[Collected data entries]
*** Begin section ***

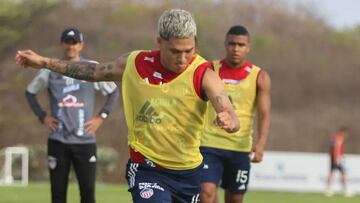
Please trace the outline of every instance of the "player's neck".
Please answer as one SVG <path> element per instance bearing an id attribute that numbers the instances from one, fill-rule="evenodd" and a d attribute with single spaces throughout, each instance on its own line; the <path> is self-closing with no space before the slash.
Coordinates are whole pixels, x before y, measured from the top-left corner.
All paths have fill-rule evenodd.
<path id="1" fill-rule="evenodd" d="M 233 63 L 230 60 L 228 60 L 227 58 L 225 58 L 225 62 L 227 63 L 229 68 L 240 68 L 240 67 L 243 67 L 245 65 L 246 59 L 240 61 L 239 63 Z"/>

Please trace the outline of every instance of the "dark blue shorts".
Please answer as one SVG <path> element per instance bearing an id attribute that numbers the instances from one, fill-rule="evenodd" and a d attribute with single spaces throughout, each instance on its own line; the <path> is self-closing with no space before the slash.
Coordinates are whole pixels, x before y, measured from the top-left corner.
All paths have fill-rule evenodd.
<path id="1" fill-rule="evenodd" d="M 249 152 L 201 147 L 204 157 L 204 167 L 201 182 L 219 184 L 225 190 L 244 194 L 247 190 L 250 177 Z"/>
<path id="2" fill-rule="evenodd" d="M 197 203 L 203 165 L 190 170 L 170 170 L 151 163 L 126 165 L 126 179 L 134 203 Z"/>
<path id="3" fill-rule="evenodd" d="M 340 163 L 336 163 L 334 159 L 330 160 L 330 170 L 338 170 L 341 173 L 345 173 L 344 161 L 340 161 Z"/>

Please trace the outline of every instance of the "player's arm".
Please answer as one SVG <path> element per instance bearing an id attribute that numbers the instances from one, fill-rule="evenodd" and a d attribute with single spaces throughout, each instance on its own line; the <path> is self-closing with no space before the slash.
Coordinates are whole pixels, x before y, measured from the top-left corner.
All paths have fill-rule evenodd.
<path id="1" fill-rule="evenodd" d="M 99 91 L 106 95 L 106 101 L 103 107 L 101 108 L 98 115 L 102 113 L 110 114 L 114 105 L 118 102 L 120 91 L 119 88 L 113 82 L 98 82 Z"/>
<path id="2" fill-rule="evenodd" d="M 107 96 L 107 98 L 98 115 L 94 116 L 85 123 L 85 131 L 88 134 L 94 134 L 102 125 L 104 120 L 107 119 L 113 106 L 117 103 L 120 95 L 117 86 L 113 82 L 95 83 L 95 89 L 100 90 L 104 95 Z"/>
<path id="3" fill-rule="evenodd" d="M 258 125 L 257 125 L 257 137 L 254 145 L 254 157 L 253 162 L 261 162 L 263 159 L 263 153 L 265 144 L 269 135 L 270 128 L 270 108 L 271 108 L 271 80 L 267 72 L 262 70 L 259 73 L 257 79 L 257 113 L 258 113 Z"/>
<path id="4" fill-rule="evenodd" d="M 18 51 L 15 61 L 23 67 L 46 68 L 79 80 L 120 81 L 125 70 L 127 56 L 128 54 L 124 54 L 113 62 L 95 64 L 47 58 L 31 50 L 25 50 Z"/>
<path id="5" fill-rule="evenodd" d="M 29 83 L 25 91 L 25 98 L 30 108 L 43 123 L 51 131 L 55 131 L 58 125 L 58 120 L 51 115 L 48 115 L 41 107 L 36 94 L 48 87 L 50 71 L 42 69 L 38 72 L 35 78 Z"/>
<path id="6" fill-rule="evenodd" d="M 239 119 L 225 93 L 221 79 L 213 70 L 207 69 L 205 71 L 202 88 L 217 113 L 216 124 L 229 133 L 238 131 L 240 128 Z"/>
<path id="7" fill-rule="evenodd" d="M 38 99 L 36 98 L 36 94 L 41 90 L 47 88 L 49 73 L 50 71 L 48 70 L 40 70 L 37 75 L 32 79 L 32 81 L 28 84 L 25 91 L 26 101 L 28 102 L 31 110 L 38 117 L 41 123 L 44 123 L 46 112 L 41 107 Z"/>

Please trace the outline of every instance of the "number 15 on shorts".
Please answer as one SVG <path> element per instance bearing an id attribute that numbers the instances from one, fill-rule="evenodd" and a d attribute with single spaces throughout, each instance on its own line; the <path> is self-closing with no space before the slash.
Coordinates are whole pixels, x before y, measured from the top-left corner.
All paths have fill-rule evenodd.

*** End section ***

Exercise
Retype all the data exactly; skip the pictures.

Result
Please trace the outline of every instance of the "player's neck".
Please answer as one SVG <path> element per instance bearing an id attribute that numbers the instances from one, fill-rule="evenodd" and a d attribute with single spaces throughout, each instance on its own line; the <path> is self-closing with no space before the slash.
Coordinates are whole pixels, x before y, measured from the top-left corner.
All paths have fill-rule evenodd.
<path id="1" fill-rule="evenodd" d="M 233 63 L 230 60 L 228 60 L 227 58 L 225 58 L 225 62 L 227 63 L 229 68 L 240 68 L 240 67 L 243 67 L 245 65 L 246 59 L 240 61 L 239 63 Z"/>

Please trace the outline of every instance of the "dark blue shorts".
Please answer as one SVG <path> element per instance bearing an id attribute that numbers the instances from one, fill-rule="evenodd" and a d attribute with single spaces throughout, each instance on its own line; the <path> is self-closing with no space before the slash.
Coordinates are whole pixels, x before y, measured from the top-left corner.
All paths have fill-rule evenodd.
<path id="1" fill-rule="evenodd" d="M 249 152 L 201 147 L 204 157 L 204 167 L 201 182 L 219 184 L 225 190 L 244 194 L 247 190 L 250 177 Z"/>
<path id="2" fill-rule="evenodd" d="M 197 203 L 203 165 L 190 170 L 170 170 L 151 163 L 126 165 L 126 179 L 134 203 Z"/>
<path id="3" fill-rule="evenodd" d="M 340 163 L 336 163 L 334 159 L 330 160 L 330 170 L 338 170 L 341 173 L 345 173 L 344 161 L 340 161 Z"/>

Please trace the outline of every instance of the "player's arm".
Please answer as one SVG <path> element per instance bearing an id attribute that numbers the instances from one, fill-rule="evenodd" and a d attribute with single spaces throughout, each instance on its own line; the <path> is self-closing with no space before the slash.
Coordinates are whole pixels, x before y, measured from the top-left corner.
All paths have fill-rule evenodd.
<path id="1" fill-rule="evenodd" d="M 99 91 L 106 95 L 106 101 L 103 107 L 101 108 L 98 115 L 102 113 L 110 114 L 114 105 L 118 102 L 120 91 L 119 88 L 113 82 L 98 82 Z"/>
<path id="2" fill-rule="evenodd" d="M 107 96 L 107 98 L 98 115 L 94 116 L 85 123 L 85 131 L 88 134 L 94 134 L 102 125 L 104 120 L 107 119 L 113 106 L 117 103 L 120 95 L 117 86 L 113 82 L 95 83 L 95 89 L 100 90 L 104 95 Z"/>
<path id="3" fill-rule="evenodd" d="M 258 125 L 257 125 L 257 137 L 254 145 L 254 157 L 253 162 L 261 162 L 263 159 L 263 153 L 265 144 L 269 135 L 270 128 L 270 108 L 271 108 L 271 80 L 267 72 L 262 70 L 259 73 L 257 79 L 257 113 L 258 113 Z"/>
<path id="4" fill-rule="evenodd" d="M 18 51 L 15 61 L 23 67 L 46 68 L 79 80 L 120 81 L 125 70 L 127 56 L 128 54 L 124 54 L 113 62 L 95 64 L 47 58 L 31 50 L 25 50 Z"/>
<path id="5" fill-rule="evenodd" d="M 29 83 L 25 91 L 25 98 L 30 108 L 43 123 L 51 131 L 55 131 L 58 125 L 58 120 L 51 115 L 48 115 L 41 107 L 36 94 L 48 87 L 50 71 L 42 69 L 38 72 L 35 78 Z"/>
<path id="6" fill-rule="evenodd" d="M 239 119 L 225 93 L 221 79 L 213 70 L 207 69 L 205 71 L 202 88 L 217 113 L 216 124 L 229 133 L 238 131 L 240 128 Z"/>
<path id="7" fill-rule="evenodd" d="M 38 99 L 36 98 L 36 94 L 41 90 L 47 88 L 49 73 L 50 71 L 48 70 L 40 70 L 37 75 L 32 79 L 32 81 L 28 84 L 25 91 L 26 101 L 28 102 L 31 110 L 38 117 L 41 123 L 44 123 L 46 112 L 41 107 Z"/>

Please trace the outline of every instance of the "number 15 on shorts".
Please answer as one SVG <path> element per instance bearing an id attribute that numbers the instances from one, fill-rule="evenodd" and a d attribute with single spaces throughout, each instance on its own line; the <path> is self-closing with no space before the slash.
Coordinates are whole pixels, x before y, measured from the top-left corner.
All paths have fill-rule evenodd.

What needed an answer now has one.